Task instructions ::
Can you reproduce every one of the items below word for word, with no changes?

Listing ::

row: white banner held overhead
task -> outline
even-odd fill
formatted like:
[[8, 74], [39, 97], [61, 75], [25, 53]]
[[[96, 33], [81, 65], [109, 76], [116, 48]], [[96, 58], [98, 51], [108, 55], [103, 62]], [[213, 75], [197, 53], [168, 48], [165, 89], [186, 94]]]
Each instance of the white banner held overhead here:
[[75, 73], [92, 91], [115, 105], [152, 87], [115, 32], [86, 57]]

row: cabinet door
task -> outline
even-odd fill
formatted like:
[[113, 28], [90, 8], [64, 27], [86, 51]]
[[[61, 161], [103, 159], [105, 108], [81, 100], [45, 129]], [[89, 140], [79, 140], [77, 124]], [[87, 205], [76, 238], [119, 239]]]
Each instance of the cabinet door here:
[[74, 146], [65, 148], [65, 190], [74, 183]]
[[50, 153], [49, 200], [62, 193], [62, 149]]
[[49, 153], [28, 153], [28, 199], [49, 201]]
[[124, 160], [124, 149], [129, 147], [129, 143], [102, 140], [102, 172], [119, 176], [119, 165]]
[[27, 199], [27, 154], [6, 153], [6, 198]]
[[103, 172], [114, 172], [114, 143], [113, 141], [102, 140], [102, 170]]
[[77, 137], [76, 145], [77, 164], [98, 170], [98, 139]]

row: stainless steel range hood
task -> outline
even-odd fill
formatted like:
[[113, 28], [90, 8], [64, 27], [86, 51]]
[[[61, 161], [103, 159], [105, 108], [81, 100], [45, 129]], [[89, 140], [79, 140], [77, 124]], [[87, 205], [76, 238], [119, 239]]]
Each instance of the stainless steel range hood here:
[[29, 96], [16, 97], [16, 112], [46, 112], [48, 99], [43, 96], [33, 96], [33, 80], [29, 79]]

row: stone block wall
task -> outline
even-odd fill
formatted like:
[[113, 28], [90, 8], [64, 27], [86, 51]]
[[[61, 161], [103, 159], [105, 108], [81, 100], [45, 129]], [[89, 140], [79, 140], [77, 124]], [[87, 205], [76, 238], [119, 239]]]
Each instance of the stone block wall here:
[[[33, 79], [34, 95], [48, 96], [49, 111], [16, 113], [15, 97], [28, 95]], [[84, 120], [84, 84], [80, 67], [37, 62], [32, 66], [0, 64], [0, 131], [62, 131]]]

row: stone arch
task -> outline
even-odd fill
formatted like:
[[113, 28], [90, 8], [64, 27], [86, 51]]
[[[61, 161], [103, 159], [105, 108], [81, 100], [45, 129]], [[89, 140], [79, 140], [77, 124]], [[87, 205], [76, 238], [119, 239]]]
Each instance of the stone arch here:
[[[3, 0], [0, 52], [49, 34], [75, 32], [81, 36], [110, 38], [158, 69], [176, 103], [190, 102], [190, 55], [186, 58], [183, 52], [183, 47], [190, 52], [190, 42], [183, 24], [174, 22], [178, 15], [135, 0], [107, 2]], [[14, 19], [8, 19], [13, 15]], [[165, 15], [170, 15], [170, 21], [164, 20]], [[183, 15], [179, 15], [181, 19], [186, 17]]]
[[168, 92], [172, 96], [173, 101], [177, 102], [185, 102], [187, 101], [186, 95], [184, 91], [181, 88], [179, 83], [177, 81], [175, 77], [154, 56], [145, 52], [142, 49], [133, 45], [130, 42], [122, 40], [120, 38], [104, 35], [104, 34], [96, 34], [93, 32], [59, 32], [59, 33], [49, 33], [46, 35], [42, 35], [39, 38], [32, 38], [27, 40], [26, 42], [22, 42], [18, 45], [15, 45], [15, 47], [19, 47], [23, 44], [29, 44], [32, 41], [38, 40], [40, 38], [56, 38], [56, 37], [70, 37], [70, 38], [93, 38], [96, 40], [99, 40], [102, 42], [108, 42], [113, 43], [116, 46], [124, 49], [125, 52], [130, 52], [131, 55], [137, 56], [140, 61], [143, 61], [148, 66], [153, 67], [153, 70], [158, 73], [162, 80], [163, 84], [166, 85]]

Final result ::
row: white banner held overhead
task -> outline
even-odd fill
formatted like:
[[8, 74], [39, 97], [61, 75], [25, 53]]
[[[96, 33], [81, 65], [109, 76], [116, 48]], [[96, 58], [98, 51], [108, 55], [103, 62]], [[213, 75], [197, 53], [168, 48], [165, 89], [186, 94]]]
Each instance of the white banner held overhead here:
[[75, 73], [92, 91], [115, 105], [152, 87], [115, 32], [86, 57]]

row: cabinet door
task -> outline
even-odd fill
formatted like:
[[113, 28], [90, 8], [64, 27], [86, 51]]
[[[61, 161], [103, 159], [105, 108], [81, 100], [45, 129]], [[89, 140], [79, 140], [77, 124]], [[87, 205], [76, 238], [119, 239]]]
Each instance of the cabinet door here:
[[74, 146], [65, 148], [65, 190], [74, 183]]
[[50, 153], [49, 200], [62, 193], [62, 149]]
[[49, 153], [28, 153], [28, 199], [49, 201]]
[[124, 160], [124, 149], [129, 147], [129, 143], [102, 140], [102, 172], [119, 176], [119, 165]]
[[27, 199], [27, 154], [6, 153], [6, 198]]
[[103, 172], [114, 172], [114, 143], [113, 141], [102, 140], [102, 170]]
[[77, 137], [76, 145], [77, 164], [98, 170], [98, 139]]

row: stainless steel range hood
task -> outline
even-odd fill
formatted like:
[[113, 28], [90, 8], [64, 27], [86, 51]]
[[[61, 161], [103, 159], [105, 108], [81, 100], [45, 129]], [[89, 140], [79, 140], [77, 124]], [[87, 205], [76, 238], [119, 239]]]
Each instance of the stainless steel range hood here:
[[29, 96], [16, 97], [16, 112], [46, 112], [48, 99], [43, 96], [33, 96], [33, 80], [29, 79]]

row: stone block wall
task -> outline
even-odd fill
formatted like:
[[113, 28], [90, 8], [64, 27], [86, 51]]
[[[61, 161], [103, 159], [105, 108], [81, 100], [45, 129]], [[89, 140], [79, 140], [77, 124]], [[87, 205], [76, 238], [119, 239]]]
Each instance of the stone block wall here:
[[[33, 79], [34, 95], [48, 96], [49, 111], [16, 113], [15, 97], [28, 95]], [[84, 120], [84, 84], [80, 67], [37, 62], [32, 66], [0, 64], [0, 131], [62, 131]]]

row: stone arch
task -> outline
even-odd fill
formatted like:
[[113, 28], [90, 8], [64, 27], [86, 51]]
[[[61, 161], [103, 159], [105, 108], [81, 100], [45, 129]], [[89, 140], [79, 140], [77, 124]], [[87, 205], [76, 238], [119, 239]]]
Each instance of the stone arch here:
[[[3, 0], [0, 52], [49, 34], [75, 32], [81, 36], [110, 38], [158, 69], [176, 103], [190, 102], [190, 55], [186, 58], [183, 52], [183, 47], [190, 52], [190, 42], [183, 24], [174, 22], [178, 15], [135, 0], [107, 2]], [[14, 19], [8, 19], [13, 15]], [[165, 15], [170, 15], [170, 21], [164, 20]], [[183, 15], [179, 15], [181, 19], [186, 17]]]
[[168, 92], [172, 96], [173, 101], [177, 102], [185, 102], [187, 101], [186, 95], [184, 91], [181, 88], [179, 83], [177, 81], [175, 77], [154, 56], [145, 52], [142, 49], [133, 45], [130, 42], [122, 40], [120, 38], [104, 35], [104, 34], [96, 34], [93, 32], [59, 32], [59, 33], [49, 33], [46, 35], [42, 35], [39, 38], [32, 38], [27, 40], [26, 42], [22, 42], [18, 45], [15, 45], [15, 47], [19, 47], [23, 44], [29, 44], [32, 41], [38, 40], [40, 38], [56, 38], [56, 37], [70, 37], [70, 38], [93, 38], [96, 40], [99, 40], [102, 42], [108, 42], [113, 43], [116, 46], [124, 49], [125, 52], [130, 52], [131, 55], [137, 56], [140, 61], [143, 61], [148, 66], [153, 67], [153, 70], [158, 73], [162, 80], [163, 84], [166, 85]]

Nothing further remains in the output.